Guided Reading Groups

Leveled readers and their associated reading level assignments appear in another popular balanced literacy practice called guided reading which involves teachers working with a small group of students who have similar reading abilities and learning needs. Teachers instruct using a text that aligns with the students’ common assigned reading level and typically cover one or two discrete skills associated with that level (usually relating to comprehension — even if the underlying issue is decoding skills). 

The concept originated in New Zealand where it was developed in the late 1960s by educator and author Dr. Marie Clay. Clay is best known for her work with the Reading Recovery© program which spread from New Zealand to many English-speaking countries, including the U.S., and was widely adopted in various forms.

Why Guided Reading Groups Don’t Work

Small group instruction is an evidence-based practice that can offer important differentiated instruction for learners. However, not all small group instruction formats are of equal value. Guided reading groups get a thumbs down from Science of Reading experts in part for the use of leveled readers, but that’s not all:

  • Reading Gap Differences — With its focus on an individual book, “leveled” group instruction is too general and often doesn’t include the differentiated word work that students need most. The faulty running records used to determine a student’s reading level are also used to place them in guided reading groups. Because these screeners don’t account for specific skills gaps, students do not get the targeted support they need.

□ □ □ □ □ □ □

GIVEN TASK 1:
Select each line of the records that contains the word "ocean".
The records are unrelated to the text.

[Coordinate annotation records]
□ □ □ □ □ □ □

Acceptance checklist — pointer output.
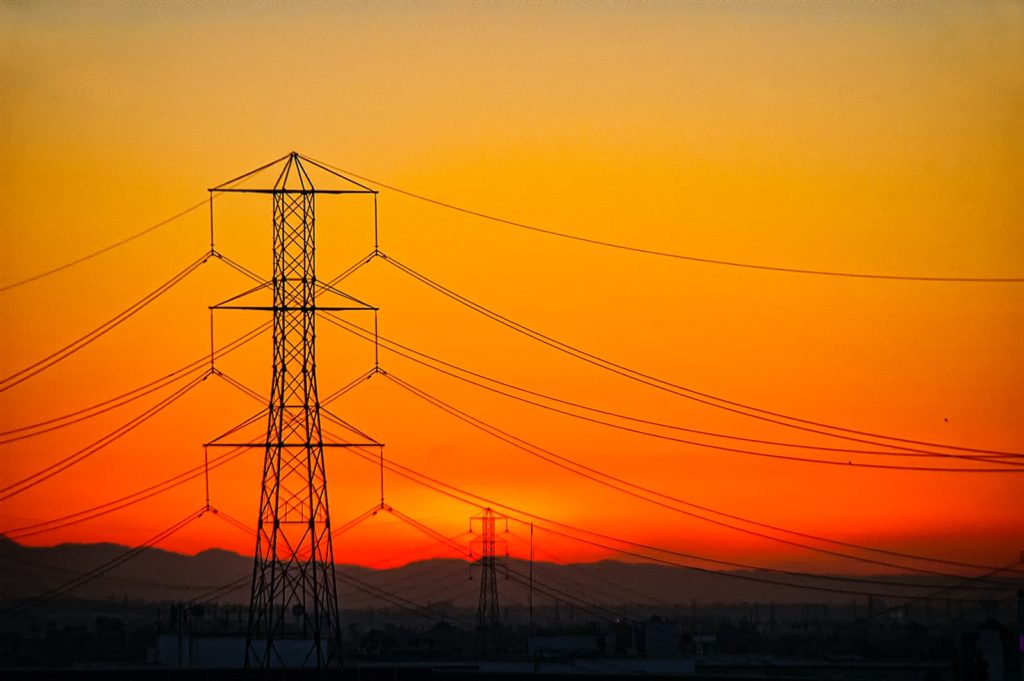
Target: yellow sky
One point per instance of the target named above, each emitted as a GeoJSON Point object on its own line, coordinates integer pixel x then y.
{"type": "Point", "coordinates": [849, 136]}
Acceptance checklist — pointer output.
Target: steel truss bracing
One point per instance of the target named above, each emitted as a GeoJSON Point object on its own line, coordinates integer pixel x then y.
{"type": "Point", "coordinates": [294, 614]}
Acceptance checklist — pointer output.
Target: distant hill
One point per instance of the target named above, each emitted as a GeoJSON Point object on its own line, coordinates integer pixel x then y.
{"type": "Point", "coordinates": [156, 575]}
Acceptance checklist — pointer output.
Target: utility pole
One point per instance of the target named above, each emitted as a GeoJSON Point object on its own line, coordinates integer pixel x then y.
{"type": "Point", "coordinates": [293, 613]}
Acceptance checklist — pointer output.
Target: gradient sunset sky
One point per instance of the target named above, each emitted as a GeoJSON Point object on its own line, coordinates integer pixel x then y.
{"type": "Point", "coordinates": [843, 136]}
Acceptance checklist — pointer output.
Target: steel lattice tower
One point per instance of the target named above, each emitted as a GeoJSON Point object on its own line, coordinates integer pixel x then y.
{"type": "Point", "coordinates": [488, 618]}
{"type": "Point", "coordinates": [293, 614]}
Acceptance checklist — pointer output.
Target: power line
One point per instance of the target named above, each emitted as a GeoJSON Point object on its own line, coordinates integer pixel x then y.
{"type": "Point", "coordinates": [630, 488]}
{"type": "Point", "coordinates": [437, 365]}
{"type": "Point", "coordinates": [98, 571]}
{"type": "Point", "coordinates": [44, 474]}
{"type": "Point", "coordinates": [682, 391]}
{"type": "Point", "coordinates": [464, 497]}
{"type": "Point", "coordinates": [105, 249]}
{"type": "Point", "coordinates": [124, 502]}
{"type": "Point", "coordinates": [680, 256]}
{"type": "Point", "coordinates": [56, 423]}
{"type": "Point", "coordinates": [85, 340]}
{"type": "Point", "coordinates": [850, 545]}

□ □ □ □ □ □ □

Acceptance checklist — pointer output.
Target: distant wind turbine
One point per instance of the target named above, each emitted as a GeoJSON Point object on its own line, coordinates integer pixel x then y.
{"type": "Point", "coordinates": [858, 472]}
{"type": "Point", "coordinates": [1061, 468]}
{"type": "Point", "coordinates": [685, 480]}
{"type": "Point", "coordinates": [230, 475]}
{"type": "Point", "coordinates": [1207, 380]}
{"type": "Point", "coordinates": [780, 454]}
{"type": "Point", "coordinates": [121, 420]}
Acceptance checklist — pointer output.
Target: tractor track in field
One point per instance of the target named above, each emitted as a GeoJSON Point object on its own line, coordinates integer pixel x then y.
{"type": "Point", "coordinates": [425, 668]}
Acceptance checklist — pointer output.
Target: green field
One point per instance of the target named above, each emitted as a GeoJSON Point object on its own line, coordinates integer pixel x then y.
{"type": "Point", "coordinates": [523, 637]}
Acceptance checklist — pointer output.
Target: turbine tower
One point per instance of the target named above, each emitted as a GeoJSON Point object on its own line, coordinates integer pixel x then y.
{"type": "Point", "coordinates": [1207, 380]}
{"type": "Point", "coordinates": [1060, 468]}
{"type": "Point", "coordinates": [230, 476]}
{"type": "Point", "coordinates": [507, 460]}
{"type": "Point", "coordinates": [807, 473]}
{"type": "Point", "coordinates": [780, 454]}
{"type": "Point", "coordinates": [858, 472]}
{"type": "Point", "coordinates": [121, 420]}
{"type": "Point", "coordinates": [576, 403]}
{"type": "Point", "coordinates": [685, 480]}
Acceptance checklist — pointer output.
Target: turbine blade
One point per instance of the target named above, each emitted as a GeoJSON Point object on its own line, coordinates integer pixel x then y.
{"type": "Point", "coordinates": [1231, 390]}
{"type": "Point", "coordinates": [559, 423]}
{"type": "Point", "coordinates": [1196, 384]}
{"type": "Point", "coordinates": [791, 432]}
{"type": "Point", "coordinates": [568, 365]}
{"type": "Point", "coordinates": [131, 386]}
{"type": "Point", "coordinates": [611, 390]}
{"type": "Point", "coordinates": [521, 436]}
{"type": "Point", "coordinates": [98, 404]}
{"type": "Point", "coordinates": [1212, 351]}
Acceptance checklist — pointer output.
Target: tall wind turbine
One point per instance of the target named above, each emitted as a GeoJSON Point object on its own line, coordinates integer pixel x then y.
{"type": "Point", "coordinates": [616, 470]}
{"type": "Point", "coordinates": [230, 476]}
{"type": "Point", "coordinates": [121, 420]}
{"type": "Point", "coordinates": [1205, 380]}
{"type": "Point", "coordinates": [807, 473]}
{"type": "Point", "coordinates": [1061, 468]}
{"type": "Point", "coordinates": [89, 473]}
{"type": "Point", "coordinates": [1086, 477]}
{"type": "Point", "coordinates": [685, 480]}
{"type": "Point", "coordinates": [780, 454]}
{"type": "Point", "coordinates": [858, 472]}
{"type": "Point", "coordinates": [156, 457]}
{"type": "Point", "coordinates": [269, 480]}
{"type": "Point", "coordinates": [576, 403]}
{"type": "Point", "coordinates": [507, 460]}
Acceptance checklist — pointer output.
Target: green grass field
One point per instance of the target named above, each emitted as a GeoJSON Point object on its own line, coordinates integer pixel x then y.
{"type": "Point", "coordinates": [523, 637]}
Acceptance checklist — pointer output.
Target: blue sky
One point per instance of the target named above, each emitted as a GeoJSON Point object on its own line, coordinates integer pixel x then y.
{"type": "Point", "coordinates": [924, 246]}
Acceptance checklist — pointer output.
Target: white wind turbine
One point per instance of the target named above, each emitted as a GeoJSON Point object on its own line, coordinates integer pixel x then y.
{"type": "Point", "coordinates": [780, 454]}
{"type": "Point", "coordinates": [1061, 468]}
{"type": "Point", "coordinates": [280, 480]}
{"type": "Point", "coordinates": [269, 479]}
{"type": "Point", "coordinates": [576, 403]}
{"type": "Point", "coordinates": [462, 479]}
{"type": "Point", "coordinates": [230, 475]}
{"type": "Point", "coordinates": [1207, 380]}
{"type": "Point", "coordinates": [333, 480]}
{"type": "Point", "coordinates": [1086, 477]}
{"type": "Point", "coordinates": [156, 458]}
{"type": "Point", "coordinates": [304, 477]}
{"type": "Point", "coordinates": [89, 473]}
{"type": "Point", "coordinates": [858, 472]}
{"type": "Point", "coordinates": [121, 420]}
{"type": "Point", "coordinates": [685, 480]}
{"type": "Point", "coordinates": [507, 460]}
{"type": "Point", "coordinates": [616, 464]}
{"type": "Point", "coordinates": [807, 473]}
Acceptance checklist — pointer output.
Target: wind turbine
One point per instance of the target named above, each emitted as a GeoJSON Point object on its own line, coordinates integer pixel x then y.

□ □ □ □ □ □ □

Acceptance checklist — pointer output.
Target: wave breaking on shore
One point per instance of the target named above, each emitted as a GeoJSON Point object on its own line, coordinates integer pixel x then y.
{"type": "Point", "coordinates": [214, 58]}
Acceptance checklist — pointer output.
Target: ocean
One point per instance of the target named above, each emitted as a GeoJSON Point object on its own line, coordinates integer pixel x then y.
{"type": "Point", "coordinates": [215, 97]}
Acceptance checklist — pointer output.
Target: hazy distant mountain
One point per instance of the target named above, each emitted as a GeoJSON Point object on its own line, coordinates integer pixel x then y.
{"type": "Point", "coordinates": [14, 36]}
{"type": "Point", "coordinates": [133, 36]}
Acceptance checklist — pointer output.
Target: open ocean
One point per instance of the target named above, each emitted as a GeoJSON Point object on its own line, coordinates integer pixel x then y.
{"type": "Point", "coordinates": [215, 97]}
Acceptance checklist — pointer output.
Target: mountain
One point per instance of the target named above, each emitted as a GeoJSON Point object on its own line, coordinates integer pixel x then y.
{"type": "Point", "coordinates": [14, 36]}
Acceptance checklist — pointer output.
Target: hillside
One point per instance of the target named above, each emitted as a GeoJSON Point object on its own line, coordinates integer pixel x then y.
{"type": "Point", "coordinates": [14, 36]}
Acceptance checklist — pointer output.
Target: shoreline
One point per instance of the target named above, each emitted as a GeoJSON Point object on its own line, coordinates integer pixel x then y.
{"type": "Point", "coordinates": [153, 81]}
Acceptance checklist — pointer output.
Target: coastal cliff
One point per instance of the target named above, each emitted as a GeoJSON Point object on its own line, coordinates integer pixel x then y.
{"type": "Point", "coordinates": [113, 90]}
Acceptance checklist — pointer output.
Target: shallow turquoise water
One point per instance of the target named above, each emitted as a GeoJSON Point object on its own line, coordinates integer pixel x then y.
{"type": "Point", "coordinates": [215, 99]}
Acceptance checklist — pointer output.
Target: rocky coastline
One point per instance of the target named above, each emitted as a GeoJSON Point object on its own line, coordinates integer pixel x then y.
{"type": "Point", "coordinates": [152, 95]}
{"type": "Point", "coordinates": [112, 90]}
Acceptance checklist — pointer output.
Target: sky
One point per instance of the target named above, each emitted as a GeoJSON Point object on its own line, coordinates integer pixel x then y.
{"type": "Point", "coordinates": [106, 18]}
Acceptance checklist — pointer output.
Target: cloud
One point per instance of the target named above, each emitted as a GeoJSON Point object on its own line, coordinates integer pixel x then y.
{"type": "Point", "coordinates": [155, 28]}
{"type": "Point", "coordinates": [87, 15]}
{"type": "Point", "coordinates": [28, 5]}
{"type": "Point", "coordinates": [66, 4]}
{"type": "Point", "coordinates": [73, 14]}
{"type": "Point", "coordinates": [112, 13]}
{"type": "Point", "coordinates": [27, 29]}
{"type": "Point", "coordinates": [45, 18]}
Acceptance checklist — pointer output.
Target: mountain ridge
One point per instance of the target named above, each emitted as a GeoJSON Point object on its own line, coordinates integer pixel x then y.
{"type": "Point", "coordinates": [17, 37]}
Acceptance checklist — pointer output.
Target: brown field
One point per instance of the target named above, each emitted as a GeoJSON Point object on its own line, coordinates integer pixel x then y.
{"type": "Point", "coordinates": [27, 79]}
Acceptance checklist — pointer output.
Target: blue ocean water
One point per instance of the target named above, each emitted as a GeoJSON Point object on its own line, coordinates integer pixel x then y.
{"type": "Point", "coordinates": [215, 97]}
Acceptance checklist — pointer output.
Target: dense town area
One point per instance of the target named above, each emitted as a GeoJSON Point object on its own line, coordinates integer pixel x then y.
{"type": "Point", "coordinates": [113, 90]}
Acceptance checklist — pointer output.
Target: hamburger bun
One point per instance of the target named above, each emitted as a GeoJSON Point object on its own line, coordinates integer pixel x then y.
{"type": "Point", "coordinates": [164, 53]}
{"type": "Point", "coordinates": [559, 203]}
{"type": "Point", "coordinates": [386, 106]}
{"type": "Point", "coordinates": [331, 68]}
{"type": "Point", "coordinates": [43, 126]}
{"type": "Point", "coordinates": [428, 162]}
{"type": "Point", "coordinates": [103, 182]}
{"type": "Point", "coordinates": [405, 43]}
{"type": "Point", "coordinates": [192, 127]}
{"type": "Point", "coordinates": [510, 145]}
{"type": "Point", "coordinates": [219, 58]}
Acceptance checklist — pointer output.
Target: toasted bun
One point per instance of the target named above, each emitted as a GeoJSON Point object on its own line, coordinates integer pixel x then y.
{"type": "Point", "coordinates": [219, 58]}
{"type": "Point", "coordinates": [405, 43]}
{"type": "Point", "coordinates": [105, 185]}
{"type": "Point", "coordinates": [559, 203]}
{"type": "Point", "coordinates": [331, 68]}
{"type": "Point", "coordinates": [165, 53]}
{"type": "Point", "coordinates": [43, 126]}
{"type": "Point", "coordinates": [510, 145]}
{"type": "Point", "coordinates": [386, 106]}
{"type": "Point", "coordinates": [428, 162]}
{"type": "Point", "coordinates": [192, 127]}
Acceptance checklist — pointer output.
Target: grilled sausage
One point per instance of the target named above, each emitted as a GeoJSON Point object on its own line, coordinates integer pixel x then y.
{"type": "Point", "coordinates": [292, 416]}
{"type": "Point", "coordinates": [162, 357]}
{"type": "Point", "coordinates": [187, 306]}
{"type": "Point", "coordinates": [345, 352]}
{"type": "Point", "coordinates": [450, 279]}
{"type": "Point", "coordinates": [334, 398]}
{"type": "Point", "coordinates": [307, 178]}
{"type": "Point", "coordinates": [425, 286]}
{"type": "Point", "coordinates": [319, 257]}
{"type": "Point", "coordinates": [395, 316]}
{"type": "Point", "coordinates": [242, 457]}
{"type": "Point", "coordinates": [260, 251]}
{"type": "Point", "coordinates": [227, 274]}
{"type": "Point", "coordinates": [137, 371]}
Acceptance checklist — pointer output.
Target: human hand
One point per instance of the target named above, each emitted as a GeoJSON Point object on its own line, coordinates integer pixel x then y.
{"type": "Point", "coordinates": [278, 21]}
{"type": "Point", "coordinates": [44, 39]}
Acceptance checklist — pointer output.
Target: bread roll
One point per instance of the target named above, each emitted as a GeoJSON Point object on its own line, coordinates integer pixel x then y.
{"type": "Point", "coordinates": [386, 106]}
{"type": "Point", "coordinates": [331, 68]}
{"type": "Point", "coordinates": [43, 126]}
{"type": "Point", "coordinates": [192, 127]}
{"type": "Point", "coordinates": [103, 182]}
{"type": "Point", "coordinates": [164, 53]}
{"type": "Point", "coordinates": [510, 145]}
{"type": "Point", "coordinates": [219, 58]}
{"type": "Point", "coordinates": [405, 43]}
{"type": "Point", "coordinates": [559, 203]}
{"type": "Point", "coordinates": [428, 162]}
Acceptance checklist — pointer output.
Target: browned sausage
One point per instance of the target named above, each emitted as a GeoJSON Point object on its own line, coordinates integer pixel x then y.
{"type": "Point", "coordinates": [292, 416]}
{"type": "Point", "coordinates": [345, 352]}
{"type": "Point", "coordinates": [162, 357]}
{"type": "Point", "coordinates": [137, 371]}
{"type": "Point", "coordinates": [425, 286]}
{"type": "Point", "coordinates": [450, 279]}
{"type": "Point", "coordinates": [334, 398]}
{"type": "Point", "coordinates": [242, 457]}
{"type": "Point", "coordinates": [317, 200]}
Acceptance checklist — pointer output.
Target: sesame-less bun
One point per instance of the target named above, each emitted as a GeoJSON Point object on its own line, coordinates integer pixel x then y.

□ □ □ □ □ □ □

GIVEN TASK 2:
Return the entire text on guided reading groups, reproduced word for word.

WRITTEN SOLUTION 1:
Target: ocean
Target: open ocean
Target: blue ocean water

WRITTEN SOLUTION 2:
Guided Reading Groups

Leveled readers and their associated reading level assignments appear in another popular balanced literacy practice called guided reading which involves teachers working with a small group of students who have similar reading abilities and learning needs. Teachers instruct using a text that aligns with the students’ common assigned reading level and typically cover one or two discrete skills associated with that level (usually relating to comprehension — even if the underlying issue is decoding skills). 

The concept originated in New Zealand where it was developed in the late 1960s by educator and author Dr. Marie Clay. Clay is best known for her work with the Reading Recovery© program which spread from New Zealand to many English-speaking countries, including the U.S., and was widely adopted in various forms.

Why Guided Reading Groups Don’t Work

Small group instruction is an evidence-based practice that can offer important differentiated instruction for learners. However, not all small group instruction formats are of equal value. Guided reading groups get a thumbs down from Science of Reading experts in part for the use of leveled readers, but that’s not all:

  • Reading Gap Differences — With its focus on an individual book, “leveled” group instruction is too general and often doesn’t include the differentiated word work that students need most. The faulty running records used to determine a student’s reading level are also used to place them in guided reading groups. Because these screeners don’t account for specific skills gaps, students do not get the targeted support they need.